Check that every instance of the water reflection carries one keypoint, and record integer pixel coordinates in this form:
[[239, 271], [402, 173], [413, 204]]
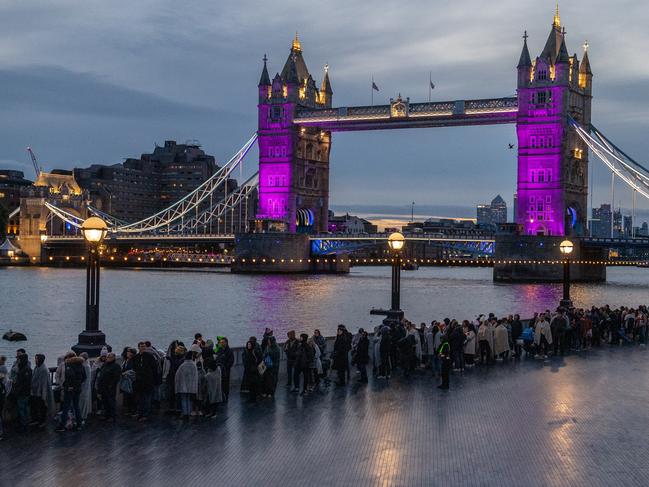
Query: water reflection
[[47, 304]]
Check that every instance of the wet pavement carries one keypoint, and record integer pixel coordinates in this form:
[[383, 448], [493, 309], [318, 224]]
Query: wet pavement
[[582, 421]]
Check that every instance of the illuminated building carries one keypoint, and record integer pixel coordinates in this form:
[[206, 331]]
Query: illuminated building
[[293, 160], [493, 213], [552, 161]]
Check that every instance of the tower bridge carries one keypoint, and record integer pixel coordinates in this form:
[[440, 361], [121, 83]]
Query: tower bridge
[[283, 207]]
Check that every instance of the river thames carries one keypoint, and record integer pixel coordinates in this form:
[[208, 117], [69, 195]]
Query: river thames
[[47, 304]]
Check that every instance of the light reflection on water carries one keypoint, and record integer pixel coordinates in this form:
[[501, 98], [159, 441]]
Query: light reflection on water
[[48, 304]]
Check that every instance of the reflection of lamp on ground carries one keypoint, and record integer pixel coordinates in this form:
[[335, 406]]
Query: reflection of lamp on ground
[[566, 248], [396, 241], [91, 340]]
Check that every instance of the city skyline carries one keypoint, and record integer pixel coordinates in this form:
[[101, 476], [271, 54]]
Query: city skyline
[[122, 86]]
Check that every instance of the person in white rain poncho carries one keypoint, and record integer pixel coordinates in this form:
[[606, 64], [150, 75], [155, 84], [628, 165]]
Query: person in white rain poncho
[[186, 384]]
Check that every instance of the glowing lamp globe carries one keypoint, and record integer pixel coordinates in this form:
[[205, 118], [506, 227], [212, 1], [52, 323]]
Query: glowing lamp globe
[[566, 247], [396, 241], [94, 230]]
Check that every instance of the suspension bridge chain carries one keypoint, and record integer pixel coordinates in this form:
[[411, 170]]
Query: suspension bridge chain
[[219, 209], [169, 217], [634, 174]]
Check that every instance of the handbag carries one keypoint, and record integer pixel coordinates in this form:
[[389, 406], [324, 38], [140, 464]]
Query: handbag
[[261, 368], [268, 360]]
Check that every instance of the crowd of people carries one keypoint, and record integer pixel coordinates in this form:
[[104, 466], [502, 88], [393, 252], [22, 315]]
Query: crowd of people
[[194, 380]]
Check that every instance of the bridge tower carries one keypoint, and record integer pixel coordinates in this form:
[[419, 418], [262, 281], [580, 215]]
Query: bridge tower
[[293, 160], [552, 183]]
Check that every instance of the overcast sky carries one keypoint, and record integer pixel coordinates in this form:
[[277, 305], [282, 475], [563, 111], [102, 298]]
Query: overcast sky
[[94, 82]]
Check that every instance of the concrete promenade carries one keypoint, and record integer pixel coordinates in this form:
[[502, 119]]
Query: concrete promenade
[[578, 421]]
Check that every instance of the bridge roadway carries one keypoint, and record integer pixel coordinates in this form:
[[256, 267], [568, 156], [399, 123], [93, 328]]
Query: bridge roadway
[[231, 237], [578, 421]]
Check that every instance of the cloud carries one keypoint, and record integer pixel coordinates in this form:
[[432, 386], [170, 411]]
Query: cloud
[[97, 81]]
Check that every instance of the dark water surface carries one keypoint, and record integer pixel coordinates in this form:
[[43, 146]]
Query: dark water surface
[[48, 304]]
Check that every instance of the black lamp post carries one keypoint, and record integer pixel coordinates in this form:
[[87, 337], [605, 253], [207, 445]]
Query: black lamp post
[[92, 340], [566, 248], [396, 241]]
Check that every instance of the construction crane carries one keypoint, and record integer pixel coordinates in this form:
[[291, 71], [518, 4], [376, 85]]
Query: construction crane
[[37, 169]]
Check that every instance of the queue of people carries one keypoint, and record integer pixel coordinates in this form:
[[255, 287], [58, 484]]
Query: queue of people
[[194, 380]]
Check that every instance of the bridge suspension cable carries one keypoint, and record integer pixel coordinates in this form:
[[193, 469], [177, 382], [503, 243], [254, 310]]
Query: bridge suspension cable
[[191, 201], [169, 217], [219, 209], [634, 174]]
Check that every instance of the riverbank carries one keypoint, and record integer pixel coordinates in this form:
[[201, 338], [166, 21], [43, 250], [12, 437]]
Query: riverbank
[[579, 420], [48, 304]]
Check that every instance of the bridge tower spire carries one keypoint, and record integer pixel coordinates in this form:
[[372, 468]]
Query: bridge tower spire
[[293, 160], [552, 185]]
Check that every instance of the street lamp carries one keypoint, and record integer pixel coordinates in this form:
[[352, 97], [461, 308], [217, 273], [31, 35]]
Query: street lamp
[[92, 340], [43, 240], [396, 241], [566, 248]]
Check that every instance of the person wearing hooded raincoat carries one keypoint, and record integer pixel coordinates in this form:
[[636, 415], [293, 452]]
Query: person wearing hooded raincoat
[[42, 397], [186, 384], [501, 341], [213, 389], [271, 359], [542, 336], [485, 341]]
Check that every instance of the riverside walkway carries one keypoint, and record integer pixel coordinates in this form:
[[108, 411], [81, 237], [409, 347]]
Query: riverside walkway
[[578, 421]]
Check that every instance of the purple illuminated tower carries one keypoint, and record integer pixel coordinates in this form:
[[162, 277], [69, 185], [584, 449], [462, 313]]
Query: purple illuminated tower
[[293, 160], [552, 161]]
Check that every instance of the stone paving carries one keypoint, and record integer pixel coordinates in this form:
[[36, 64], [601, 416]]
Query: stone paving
[[578, 421]]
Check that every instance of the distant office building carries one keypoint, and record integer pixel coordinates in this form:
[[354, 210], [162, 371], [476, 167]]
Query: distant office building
[[493, 213], [140, 187], [349, 224], [643, 230], [617, 223], [628, 226], [11, 182], [600, 225]]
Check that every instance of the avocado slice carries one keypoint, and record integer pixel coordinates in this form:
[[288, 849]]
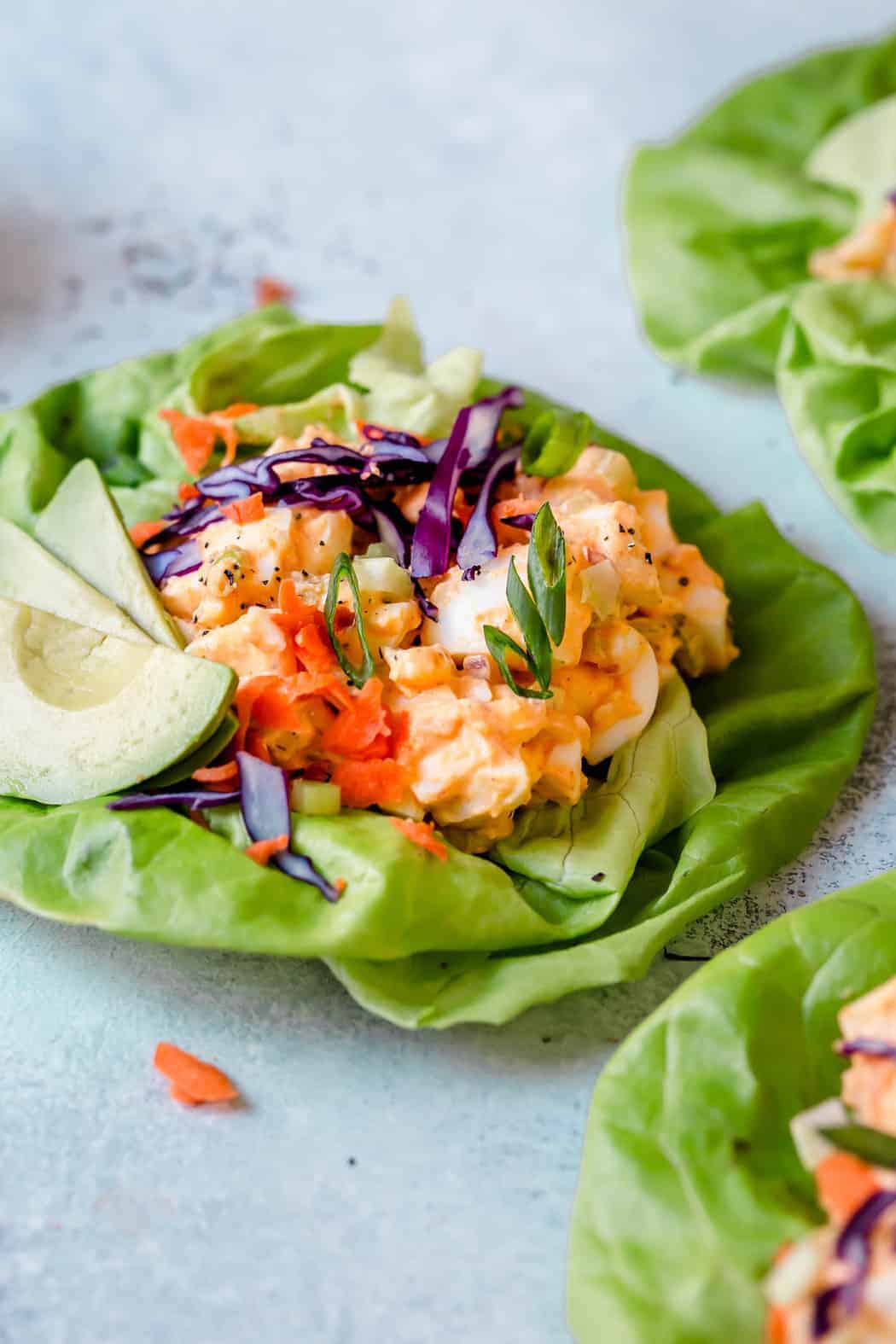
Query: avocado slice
[[198, 759], [82, 527], [86, 713], [31, 574]]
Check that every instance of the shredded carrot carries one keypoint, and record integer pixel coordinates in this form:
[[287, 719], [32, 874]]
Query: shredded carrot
[[257, 746], [505, 532], [217, 773], [844, 1184], [365, 783], [236, 410], [184, 1098], [777, 1325], [293, 610], [329, 686], [271, 290], [247, 694], [315, 649], [191, 1077], [359, 726], [196, 436], [461, 509], [194, 439], [262, 851], [276, 707], [422, 835], [140, 532], [250, 509]]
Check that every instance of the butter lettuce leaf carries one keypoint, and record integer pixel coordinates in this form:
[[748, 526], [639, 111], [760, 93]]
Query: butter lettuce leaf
[[404, 393], [430, 944], [689, 1180], [720, 221], [860, 154], [837, 383]]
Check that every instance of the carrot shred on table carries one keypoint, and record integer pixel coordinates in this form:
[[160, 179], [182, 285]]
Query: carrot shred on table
[[140, 532], [844, 1183], [271, 290], [365, 783], [421, 834], [192, 1077], [212, 774], [262, 851], [250, 509], [184, 1098]]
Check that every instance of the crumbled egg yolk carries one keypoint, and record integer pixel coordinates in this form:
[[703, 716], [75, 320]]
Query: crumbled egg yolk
[[470, 752]]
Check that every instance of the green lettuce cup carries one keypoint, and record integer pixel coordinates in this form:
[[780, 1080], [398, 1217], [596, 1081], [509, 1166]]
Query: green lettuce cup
[[729, 781], [723, 219], [690, 1180], [729, 224]]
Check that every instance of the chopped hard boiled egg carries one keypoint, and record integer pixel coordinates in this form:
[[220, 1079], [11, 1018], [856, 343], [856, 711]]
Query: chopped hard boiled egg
[[410, 711]]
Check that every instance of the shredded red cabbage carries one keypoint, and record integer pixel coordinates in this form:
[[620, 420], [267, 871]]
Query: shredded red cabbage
[[194, 799], [853, 1248], [179, 559], [265, 806], [867, 1046], [189, 523], [469, 444], [479, 542], [393, 528]]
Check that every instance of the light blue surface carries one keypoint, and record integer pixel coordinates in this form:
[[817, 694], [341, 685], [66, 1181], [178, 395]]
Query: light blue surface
[[154, 159]]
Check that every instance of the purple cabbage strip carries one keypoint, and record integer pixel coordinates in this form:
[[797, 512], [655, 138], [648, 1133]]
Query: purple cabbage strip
[[329, 492], [479, 542], [393, 528], [166, 565], [265, 806], [381, 434], [189, 523], [853, 1248], [192, 799], [867, 1046], [469, 444]]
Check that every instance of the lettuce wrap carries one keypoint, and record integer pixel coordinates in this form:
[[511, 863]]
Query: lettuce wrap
[[722, 224], [690, 1180], [718, 790]]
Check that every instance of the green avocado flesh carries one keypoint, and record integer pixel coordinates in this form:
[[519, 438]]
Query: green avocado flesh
[[199, 757], [86, 714], [31, 574], [82, 527]]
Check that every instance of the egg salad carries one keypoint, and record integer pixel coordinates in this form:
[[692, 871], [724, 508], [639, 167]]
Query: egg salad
[[386, 609]]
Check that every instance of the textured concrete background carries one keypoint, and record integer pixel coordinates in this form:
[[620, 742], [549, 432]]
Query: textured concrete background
[[154, 159]]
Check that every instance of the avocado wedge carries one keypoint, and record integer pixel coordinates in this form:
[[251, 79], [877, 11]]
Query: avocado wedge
[[195, 759], [31, 574], [86, 714], [82, 527]]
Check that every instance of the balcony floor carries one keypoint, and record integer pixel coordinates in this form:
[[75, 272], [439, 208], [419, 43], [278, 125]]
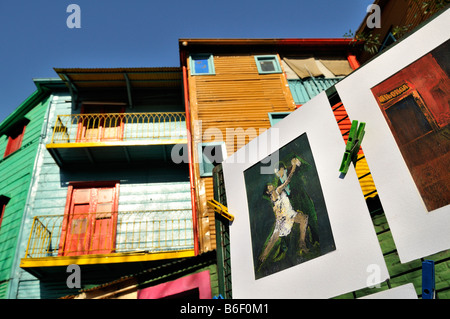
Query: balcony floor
[[46, 267], [110, 153]]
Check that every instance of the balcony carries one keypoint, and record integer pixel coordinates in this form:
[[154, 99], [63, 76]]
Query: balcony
[[107, 238], [116, 138]]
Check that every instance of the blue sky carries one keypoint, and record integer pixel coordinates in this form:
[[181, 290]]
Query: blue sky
[[34, 37]]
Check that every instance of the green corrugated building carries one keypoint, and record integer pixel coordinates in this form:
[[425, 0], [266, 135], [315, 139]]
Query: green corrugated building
[[20, 134]]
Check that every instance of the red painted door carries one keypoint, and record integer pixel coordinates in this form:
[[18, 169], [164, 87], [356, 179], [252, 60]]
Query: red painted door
[[91, 218]]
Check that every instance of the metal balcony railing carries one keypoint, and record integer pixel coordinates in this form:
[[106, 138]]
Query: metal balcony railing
[[106, 233], [106, 127]]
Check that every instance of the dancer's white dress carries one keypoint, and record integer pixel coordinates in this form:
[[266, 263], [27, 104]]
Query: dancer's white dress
[[284, 214]]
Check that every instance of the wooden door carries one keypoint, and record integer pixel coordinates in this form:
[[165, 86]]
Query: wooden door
[[90, 221]]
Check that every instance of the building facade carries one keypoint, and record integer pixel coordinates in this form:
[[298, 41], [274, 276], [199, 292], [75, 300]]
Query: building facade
[[20, 136], [107, 195], [238, 88]]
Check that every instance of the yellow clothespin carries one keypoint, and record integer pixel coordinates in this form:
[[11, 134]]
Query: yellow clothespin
[[220, 209]]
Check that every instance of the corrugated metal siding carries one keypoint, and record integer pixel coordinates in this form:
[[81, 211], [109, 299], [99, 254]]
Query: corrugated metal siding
[[236, 97], [304, 90], [15, 172], [141, 189]]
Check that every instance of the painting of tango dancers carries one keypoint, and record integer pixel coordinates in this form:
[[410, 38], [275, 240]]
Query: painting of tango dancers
[[288, 215]]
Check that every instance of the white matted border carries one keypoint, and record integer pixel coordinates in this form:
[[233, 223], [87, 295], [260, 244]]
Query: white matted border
[[401, 292], [357, 261], [417, 233]]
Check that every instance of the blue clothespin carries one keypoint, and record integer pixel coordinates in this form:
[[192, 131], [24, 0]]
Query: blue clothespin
[[355, 138], [428, 280]]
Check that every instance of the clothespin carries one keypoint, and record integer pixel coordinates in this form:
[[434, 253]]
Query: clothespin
[[355, 138], [220, 209], [428, 279]]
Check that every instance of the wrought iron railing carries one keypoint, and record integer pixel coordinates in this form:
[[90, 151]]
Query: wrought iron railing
[[105, 233], [105, 127]]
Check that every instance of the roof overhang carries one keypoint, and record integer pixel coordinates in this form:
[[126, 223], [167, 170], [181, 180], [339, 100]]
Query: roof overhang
[[287, 46], [125, 81]]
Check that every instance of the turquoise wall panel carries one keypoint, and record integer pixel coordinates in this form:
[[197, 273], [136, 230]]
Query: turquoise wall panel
[[15, 175]]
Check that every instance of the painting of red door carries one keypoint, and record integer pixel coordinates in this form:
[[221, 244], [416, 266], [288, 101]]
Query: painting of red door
[[90, 219]]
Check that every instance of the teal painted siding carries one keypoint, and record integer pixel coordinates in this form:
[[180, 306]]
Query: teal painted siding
[[156, 187], [15, 175]]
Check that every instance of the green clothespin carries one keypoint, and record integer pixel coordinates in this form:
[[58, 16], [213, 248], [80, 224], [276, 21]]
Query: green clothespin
[[355, 137]]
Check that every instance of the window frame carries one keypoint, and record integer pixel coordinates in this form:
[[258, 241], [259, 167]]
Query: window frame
[[273, 58], [210, 60], [203, 171]]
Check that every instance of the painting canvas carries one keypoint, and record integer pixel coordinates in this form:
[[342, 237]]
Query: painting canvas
[[288, 216], [403, 97], [323, 219], [416, 104]]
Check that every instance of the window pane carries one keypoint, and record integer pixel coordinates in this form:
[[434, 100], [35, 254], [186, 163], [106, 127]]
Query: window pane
[[201, 66]]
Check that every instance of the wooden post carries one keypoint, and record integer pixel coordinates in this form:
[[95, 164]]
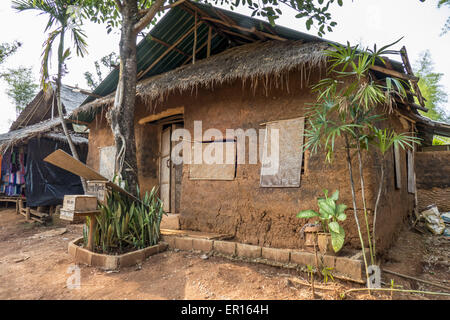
-*-
◆ Task brief ◆
Copy the lines of the data above exactly as written, beginning with the line containing "[[410, 38], [275, 240]]" and ending with the line containing "Check that every instance of the roof", and leave out all other lines.

◆ Solution for this problem ◆
[[410, 38], [275, 240]]
Query: painting of tango dancers
[[288, 215]]
Check that every instance of the white matted border carries one keypoint, and record integer pixel coordinates in this form:
[[233, 223], [87, 295], [260, 244]]
Query: white matted border
[[401, 292], [357, 261], [417, 233]]
Check that every instance of the blue clothespin carries one keypoint, and record integer pixel coordinates in this form:
[[192, 131], [24, 0]]
Query: blue clothespin
[[355, 138], [428, 280]]
Check that every instance of the clothespin carries one keypoint, and record integer pixel coordinates in this form:
[[434, 253]]
Query: clothespin
[[355, 138], [220, 209], [428, 279]]
Check that every instance of the wrought iron railing carries one keypoint, and record integer pixel coordinates in this form:
[[90, 151]]
Query: wrought iron railing
[[105, 233], [105, 127]]
Check that every instance of the roof overhang carries one keypoint, and record integer pixel coordinates in this form:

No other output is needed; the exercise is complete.